> **About this task**: Output only this range of the data below: the line that contains "Target: dam" through the final line, both ends included, each retyped exactly.

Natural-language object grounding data
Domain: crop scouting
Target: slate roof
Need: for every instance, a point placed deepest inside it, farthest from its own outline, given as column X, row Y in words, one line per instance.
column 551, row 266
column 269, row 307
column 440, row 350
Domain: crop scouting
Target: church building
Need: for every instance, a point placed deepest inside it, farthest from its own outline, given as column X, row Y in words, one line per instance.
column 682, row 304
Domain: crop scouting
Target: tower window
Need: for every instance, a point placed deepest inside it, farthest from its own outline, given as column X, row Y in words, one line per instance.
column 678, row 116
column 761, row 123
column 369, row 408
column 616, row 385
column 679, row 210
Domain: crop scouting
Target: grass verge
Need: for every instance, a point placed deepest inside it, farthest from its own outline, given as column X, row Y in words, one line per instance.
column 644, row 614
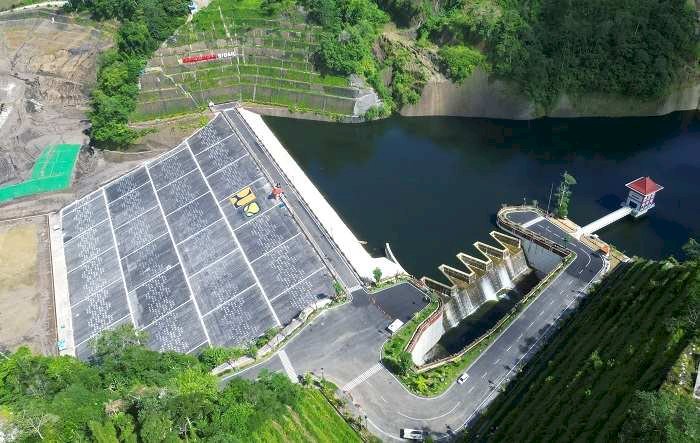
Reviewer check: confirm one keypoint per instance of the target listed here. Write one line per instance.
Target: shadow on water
(430, 186)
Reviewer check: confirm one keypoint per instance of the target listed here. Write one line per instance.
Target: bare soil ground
(26, 292)
(47, 65)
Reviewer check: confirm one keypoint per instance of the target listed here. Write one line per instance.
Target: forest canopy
(637, 48)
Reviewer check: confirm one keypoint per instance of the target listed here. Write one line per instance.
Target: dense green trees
(662, 416)
(128, 393)
(564, 194)
(144, 25)
(460, 61)
(637, 48)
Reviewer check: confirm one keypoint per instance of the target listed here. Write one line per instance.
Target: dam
(486, 279)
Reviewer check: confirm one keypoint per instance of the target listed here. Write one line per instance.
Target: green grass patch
(312, 419)
(52, 171)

> **Reply to the task**:
Target: dam
(486, 279)
Reviewer check: confirm one keypoint per instance of the target listed here. Write one line per instance.
Target: green grass patch
(312, 419)
(52, 171)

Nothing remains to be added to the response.